## Activity
Reproduce word for word the part of the passage on indoor air pollution between "A study titled" and "household air pollution.", inclusive.

## Provided passage

━━━━━━━━

A study titled ‘Indoor Air Quality: Assessment of Dangerous Substances in Incense Products’ found that incense sticks and cones, used indoors, emit worrying levels of dangerous compounds.

Dr V Pratibh Prasad, consultant, clinical and interventional pulmonologist, Yashoda Hospital, Hyderabad, lists indoor smoking as another major contributor to household air pollution.

Symptoms of indoor air pollution

“Indoor air pollution can cause a host of problems — from simple symptoms like burning and redness of the eyes, sneezing, cough, throat irritation and headaches to extremely complicated problems like cardiovascular mortality. Research has shown that indoor air pollution causes death, forms of heart attacks and strokes,” says Dr Prasad.

He adds that indoor air pollution is also one of the biggest risk factors for chronic obstructive pulmonary disorder (COPD). “This is especially true of women in their 50s or 60s living in rural Indian pockets. They present to us with symptoms of COPD — severe, progressing breathlessness, wheezing, cough and expectoration (coughing and spitting up). The reason: the use of biomass or solid fuels for cooking purposes. They’re all probably using LPG cylinders right now. However, 20 to 30 years ago, they were constantly exposed to such fuels,” he says.

Dr Prasad is currently treating a 64-year-old woman from Sangareddy city in Telangana who showed up at the hospital with severe breathlessness.

The chief reason for the woman’s COPD diagnosis was exposure to coal or wood as cooking fuel for several years. Dr Prasad says that in this case the damage has already been done.

“Unfortunately, most pulmonary diseases, like COPD for instance, cannot be cured. Only the symptoms can be managed. When she came to us, she was suffering from severe breathlessness. She was unable to even walk without feeling breathless. We’ve started her on inhaler therapy. Hopefully, we will see some improvement in her health. However, I do not expect her to go completely back to normal,” he says.

━━━━━━━━

## Material supplied

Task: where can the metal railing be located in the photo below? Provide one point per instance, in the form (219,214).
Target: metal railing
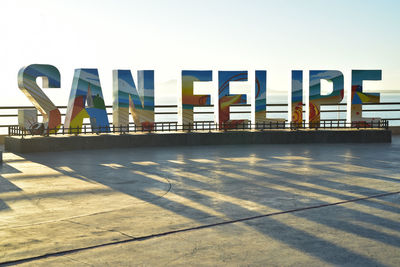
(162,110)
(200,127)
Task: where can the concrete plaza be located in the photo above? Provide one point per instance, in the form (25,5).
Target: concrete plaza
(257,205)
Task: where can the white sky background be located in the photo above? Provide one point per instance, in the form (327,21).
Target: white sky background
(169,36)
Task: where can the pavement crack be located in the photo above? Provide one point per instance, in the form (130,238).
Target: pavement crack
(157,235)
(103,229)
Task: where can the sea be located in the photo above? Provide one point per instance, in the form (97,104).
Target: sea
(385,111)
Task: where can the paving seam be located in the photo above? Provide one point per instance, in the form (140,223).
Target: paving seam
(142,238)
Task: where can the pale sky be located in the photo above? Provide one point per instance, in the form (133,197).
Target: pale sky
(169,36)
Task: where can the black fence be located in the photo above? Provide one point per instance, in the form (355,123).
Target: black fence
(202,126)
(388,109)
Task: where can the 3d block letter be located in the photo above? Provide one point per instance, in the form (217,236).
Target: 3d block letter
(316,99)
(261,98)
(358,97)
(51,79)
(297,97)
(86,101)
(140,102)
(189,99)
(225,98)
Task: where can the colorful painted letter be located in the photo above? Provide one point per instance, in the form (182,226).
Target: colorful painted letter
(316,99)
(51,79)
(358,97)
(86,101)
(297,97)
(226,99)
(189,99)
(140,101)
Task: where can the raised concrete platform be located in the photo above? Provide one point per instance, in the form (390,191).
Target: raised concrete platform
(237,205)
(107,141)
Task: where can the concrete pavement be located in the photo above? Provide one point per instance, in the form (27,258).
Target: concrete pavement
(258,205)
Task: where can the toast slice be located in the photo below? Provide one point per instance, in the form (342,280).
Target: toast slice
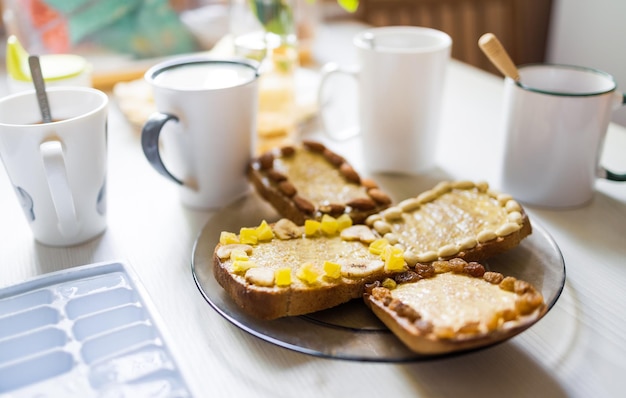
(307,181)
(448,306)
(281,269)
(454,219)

━━━━━━━━

## Your solution
A study titled ‘Indoor Air Quality: Assessment of Dangerous Substances in Incense Products’ found that incense sticks and cones, used indoors, emit worrying levels of dangerous compounds.

Dr V Pratibh Prasad, consultant, clinical and interventional pulmonologist, Yashoda Hospital, Hyderabad, lists indoor smoking as another major contributor to household air pollution.